→ Work to be completed:
The entire listing below is to be written out exactly, minus the pictures.

━━ Provided data ━━

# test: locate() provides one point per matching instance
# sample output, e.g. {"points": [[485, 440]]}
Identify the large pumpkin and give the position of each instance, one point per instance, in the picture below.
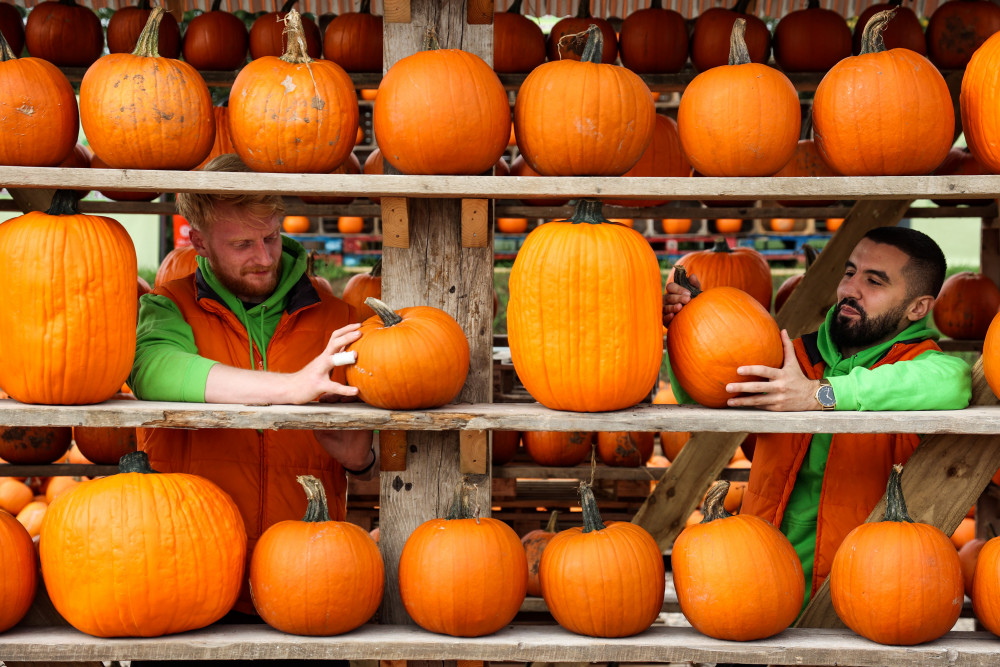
{"points": [[293, 114], [980, 98], [966, 305], [412, 359], [881, 568], [605, 136], [45, 136], [67, 326], [186, 557], [316, 576], [883, 113], [418, 132], [157, 116], [584, 291], [19, 574], [463, 575], [704, 349], [619, 564], [739, 120], [737, 577], [721, 266]]}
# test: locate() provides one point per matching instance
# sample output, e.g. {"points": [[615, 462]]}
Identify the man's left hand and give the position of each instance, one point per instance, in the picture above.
{"points": [[784, 389]]}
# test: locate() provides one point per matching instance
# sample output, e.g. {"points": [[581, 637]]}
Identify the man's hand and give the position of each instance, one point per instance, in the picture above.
{"points": [[785, 389], [675, 298]]}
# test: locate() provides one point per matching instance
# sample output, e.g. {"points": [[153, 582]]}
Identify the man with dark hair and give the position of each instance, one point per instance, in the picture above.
{"points": [[875, 351]]}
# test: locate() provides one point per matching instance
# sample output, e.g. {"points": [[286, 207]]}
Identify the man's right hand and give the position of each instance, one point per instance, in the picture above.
{"points": [[675, 297]]}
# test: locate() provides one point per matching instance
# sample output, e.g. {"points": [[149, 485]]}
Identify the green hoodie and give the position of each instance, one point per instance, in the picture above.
{"points": [[167, 365]]}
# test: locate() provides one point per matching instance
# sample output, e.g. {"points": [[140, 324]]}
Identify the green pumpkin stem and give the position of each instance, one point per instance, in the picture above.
{"points": [[388, 316], [591, 515], [680, 277], [895, 505], [738, 52], [317, 510], [148, 45], [296, 51], [871, 38], [715, 502], [136, 462], [64, 202]]}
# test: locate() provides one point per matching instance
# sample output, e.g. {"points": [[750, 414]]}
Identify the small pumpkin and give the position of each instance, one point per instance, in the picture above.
{"points": [[866, 588], [316, 576], [395, 351], [619, 563]]}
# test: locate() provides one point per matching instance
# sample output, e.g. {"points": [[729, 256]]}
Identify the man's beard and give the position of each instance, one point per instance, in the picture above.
{"points": [[865, 331]]}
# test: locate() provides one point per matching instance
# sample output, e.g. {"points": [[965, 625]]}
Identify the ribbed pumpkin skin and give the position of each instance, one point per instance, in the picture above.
{"points": [[316, 578], [463, 577], [980, 98], [605, 136], [739, 120], [737, 578], [18, 574], [45, 137], [705, 350], [67, 327], [422, 362], [605, 583], [584, 319], [163, 553], [897, 583], [274, 121], [883, 114], [418, 132]]}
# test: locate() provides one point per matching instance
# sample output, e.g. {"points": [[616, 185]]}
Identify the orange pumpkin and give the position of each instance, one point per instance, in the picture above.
{"points": [[195, 541], [395, 351], [294, 594], [19, 576], [158, 116], [618, 563], [725, 559], [883, 113], [871, 597], [463, 575], [561, 295], [739, 120], [75, 274], [604, 137], [703, 352]]}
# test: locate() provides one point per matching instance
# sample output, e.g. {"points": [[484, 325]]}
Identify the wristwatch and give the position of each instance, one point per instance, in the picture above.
{"points": [[824, 395]]}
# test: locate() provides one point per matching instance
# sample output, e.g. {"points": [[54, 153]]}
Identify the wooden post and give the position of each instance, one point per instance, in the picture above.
{"points": [[435, 270]]}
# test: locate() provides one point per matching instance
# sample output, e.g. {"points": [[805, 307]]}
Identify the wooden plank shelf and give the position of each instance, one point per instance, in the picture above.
{"points": [[982, 420], [496, 187], [523, 643]]}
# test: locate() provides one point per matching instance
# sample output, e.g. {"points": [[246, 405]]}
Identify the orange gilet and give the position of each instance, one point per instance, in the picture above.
{"points": [[257, 468], [857, 467]]}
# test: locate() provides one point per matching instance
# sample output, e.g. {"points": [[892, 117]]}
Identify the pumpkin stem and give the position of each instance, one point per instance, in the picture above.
{"points": [[738, 52], [715, 502], [871, 38], [680, 277], [136, 462], [149, 39], [590, 211], [64, 202], [895, 505], [388, 316], [296, 52], [317, 510], [591, 515]]}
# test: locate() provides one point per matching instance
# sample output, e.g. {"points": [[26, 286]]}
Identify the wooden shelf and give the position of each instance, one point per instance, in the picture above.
{"points": [[512, 644], [496, 416]]}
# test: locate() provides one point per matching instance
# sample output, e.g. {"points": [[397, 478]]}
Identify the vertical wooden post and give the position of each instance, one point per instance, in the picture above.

━━━

→ Task output:
# test: locate() provides one point per matching instance
# sample output, e.g. {"points": [[485, 440]]}
Identify the large pumpkin and give the position of each instance, one point per instance, in the picture below.
{"points": [[293, 114], [980, 98], [966, 305], [412, 359], [881, 568], [605, 136], [45, 136], [67, 326], [186, 557], [316, 576], [883, 113], [418, 132], [157, 116], [584, 291], [19, 574], [463, 575], [704, 349], [619, 564], [739, 120], [737, 577], [721, 266]]}
# test: locate() provides one point per matching instance
# sample output, e.g. {"points": [[615, 462]]}
Identify the man's left hand and give the position of each instance, one point per instance, in the picture above.
{"points": [[784, 389]]}
# test: locate() provides one point per matching instance
# sample output, e.g. {"points": [[581, 637]]}
Identify the man's hand and give the position of each instance, one point per instance, in the picture above.
{"points": [[785, 389], [675, 298]]}
# test: locate() provides one point per matching instance
# sample output, e.g. {"points": [[153, 582]]}
Identify the man with dark hair and give the position of each instance, one point per instance, in the picture above.
{"points": [[875, 351]]}
# test: locate() provides one point per matching instance
# sample output, e.g. {"points": [[286, 207]]}
Identify the man's right hand and give the position of each instance, one point per instance, in the picture above.
{"points": [[675, 297]]}
# test: locate() provides one point per matching instance
# sample output, e.g. {"points": [[149, 485]]}
Identify the green hoodie and give the position of each instance, one point per instance, in the picture above.
{"points": [[167, 365]]}
# test: locate() provides one point per matching instance
# sample output, e.g. {"points": [[140, 324]]}
Identify the green pumpkin stem and give the position of each instance, one point per instance, in the picture above.
{"points": [[388, 316], [591, 515], [680, 277], [895, 505], [738, 52], [317, 510], [148, 45], [296, 51], [871, 38], [715, 502], [136, 462], [64, 202]]}
# test: locate() provides one point per matching instance
# sample output, e.g. {"points": [[750, 414]]}
Identify the small pumpkin and give the position of each instance, one point per instance, in the picture above.
{"points": [[866, 588], [316, 576], [395, 351], [619, 563]]}
# test: locate() provides one point per matching instance
# sample output, e.g. {"points": [[729, 256]]}
Identify the man's beard and give the position of each instance, one point per instance, in the picture above.
{"points": [[865, 331]]}
# test: locate() provides one point per matching instance
# sample output, e.g. {"points": [[965, 625]]}
Identify the ribbed pumpkin skin and give the position of each instance, one point per instance, in the picture above.
{"points": [[316, 578], [463, 577], [980, 98], [605, 136], [739, 120], [737, 578], [18, 574], [45, 137], [705, 350], [67, 327], [422, 362], [605, 583], [584, 319], [163, 553], [897, 583], [274, 121], [883, 114], [418, 132]]}
# test: locate() provides one point per matching instance
# sample output, e.g. {"points": [[616, 185]]}
Identify the orange pumpkin and give the position of each instance, one point per instance, in the picture above.
{"points": [[195, 541], [395, 351], [294, 594], [19, 576], [158, 116], [618, 563], [725, 559], [883, 113], [871, 597], [463, 575], [561, 295], [739, 120], [75, 274], [604, 137], [703, 352]]}
# test: locate() provides one point per matching instance
# sample output, e.g. {"points": [[484, 325]]}
Identify the wristwatch and give the position of each instance, one point per instance, in the picture above.
{"points": [[824, 395]]}
# test: locate() provides one point per matching instance
# sample output, e.g. {"points": [[54, 153]]}
Identify the wooden post and give the position of each instance, one point per instance, in the picture above.
{"points": [[435, 270]]}
# test: locate() provides one point per matching instance
# sample output, e.g. {"points": [[805, 307]]}
Identify the wooden plank shelf and give the position of each instance, one point per instance, in the picture above.
{"points": [[982, 420], [496, 187], [523, 643]]}
# test: locate() provides one point per matching instance
# sample output, e.g. {"points": [[246, 405]]}
Identify the orange gilet and give the position of each instance, one point per instance, in the picture above.
{"points": [[257, 468], [857, 467]]}
# test: locate() provides one point per matching instance
# sample output, e.g. {"points": [[892, 117]]}
Identify the pumpkin stem and give the position of each instance, one point per instance, in the picture above.
{"points": [[738, 52], [715, 502], [871, 38], [680, 277], [136, 462], [149, 39], [590, 211], [64, 202], [895, 505], [388, 316], [296, 52], [317, 510], [591, 515]]}
# test: locate() provides one point per matching instance
# sample output, e.g. {"points": [[26, 286]]}
Identify the wooden shelf and give the position of each instance, one point per instance, in the picture above.
{"points": [[512, 644], [496, 416]]}
# test: locate() provides one point per matching instance
# sample output, e.g. {"points": [[397, 478]]}
Identify the vertical wooden post and give the position of each instance, one point per instance, in the picture above.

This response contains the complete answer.